### WRITTEN TASK
Continue the forum thread about choosing a wash mitt or sponge for ONR from the point where it stops.

### PASSAGE

---------------

# ONR & Meg Mitt



## mattyh2013 (Aug 5, 2013)

Hi,

I want to buy one of the below but can't decide:

DJ Supernatural Sponge
Megs Microfiber Mitt 
Microfiber Madness Incredimitt
Microfiber Madness Incredisponge

I've seen some good review on the DJ Sponge.
After trying grout sponges and the zymol sponge I'm not convinced although I did like the kent noodle mitt.

Any one used any of the above ?

Regards


----------



## Carshine (Nov 11, 2009)

That is the classical Meguiars mitt. Been using this one for some years now, since they stopped making the chenille version. My favorite mitt


----------



## Christian6984 (Dec 20, 2007)

I use the Meg's mitt for normal washes and a b&q grout sponge for ONR but always pre-sprayed to soften dirt a few min before touching panels with the ONR bucket solution.


----------



## mattyh2013 (Aug 5, 2013)

Carshine said:


> That is the classical Meguiars mitt. Been using this one for some years now, since they stopped making the chenille version. My favorite mitt


Thanks.
Do you use it with ONR or just normal washes?


----------



## Lowiepete (Mar 29, 2009)

If the Megs Mitt is anything like a deep pile lambswool mitt, then it's not
really suitable for ONR. What will happen is that ONR's polymers will trap
dirt into the mitt which won't release even with the most enthusiastic rinsing.
If you got on with the noodle mitt, then stick with it. The noodles will discolour
but the polymers do prevent any damage. 

Now that salt is being applied to the roads, do take care that your pre-spray
fully penetrates. It might take a second spraying before you start to wipe. 
Just remember that salt needs to be given sufficient time and liquid to fully
dissolve, else it'll remain as an invisible hazard as sharp as sand!

Regards,
Steve


----------



## mattyh2013 (Aug 5, 2013)

Thanks Lowiepete.

Say no more, I will listen to the master and save my money.

Have you tried the DJ SN Sponge?


----------



## Lowiepete (Mar 29, 2009)

mattyh2013 said:


> Have you tried the DJ SN Sponge?


TBH I have not tried any sponge, though if the SN sponge is nice and soft,
then it should be OK.

There are just two sponges that I would definitely not advocate...

---------------

(Object position labeling entries)

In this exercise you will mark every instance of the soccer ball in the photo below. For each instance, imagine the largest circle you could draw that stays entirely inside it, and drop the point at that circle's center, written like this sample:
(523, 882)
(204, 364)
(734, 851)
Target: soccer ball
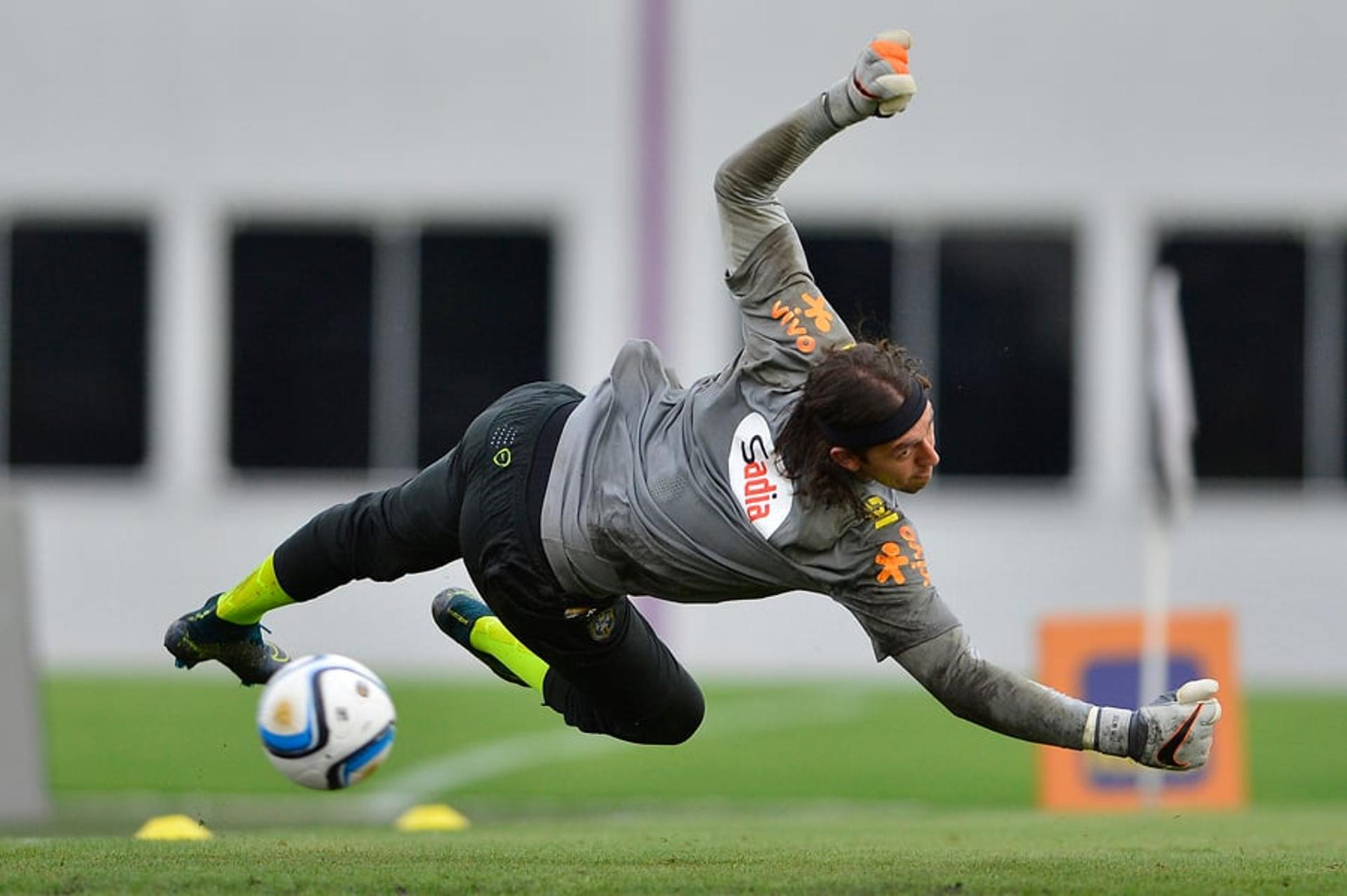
(326, 721)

---------------

### TASK ANSWER
a hard cellulose sponge which resembles a very holey gruyere cheese.
It doesn't behave like a proper sponge and carries a high marring risk.
a sponge that has a microfibre cloth wrapping.
This is the equivalent of about one quarter of an MF cloth and would
need to be thoroughly and carefully rinsed after _every_ wipe. Not 
only would this be truly exhausting, it'll eventually lead to marring
because you cannot face yet another rinse! Constant squeezing out
is not kind to your hands either.
Using ONR isn't just about saving water. It's mainly about making the product
do most of the cleaning work for you, thereby making your washing process
much easier and a tad quicker. I don't think that too many of us _enjoy_ this
process, though we do enjoy the results. The thing that constantly baffles 
me is that because peeps don't believe how easy it can be, they need to try
and invent ways of making it difficult. Why, why, why...? :wall:

Anyone ever wondered why I'm such a strong ONR advocate? I certainly don't
get it for free!

Regards,
Steve


----------



## Blueberry (Aug 10, 2007)

I use a Dodo Supernatural sponge when I use ONR or Dodo LOE. It works well for me, I like it.


----------



## mattyh2013 (Aug 5, 2013)

Lowiepete said:


> Anyone ever wondered why I'm such a strong ONR advocate? I certainly don't
> get it for free!
> Regards,
> Steve


I think you should. I bet shed loads of the stuff has been sold thanks to your comprehensive guide and advice.

Whats your current weapon of choice at the moment?
Noodle mitt?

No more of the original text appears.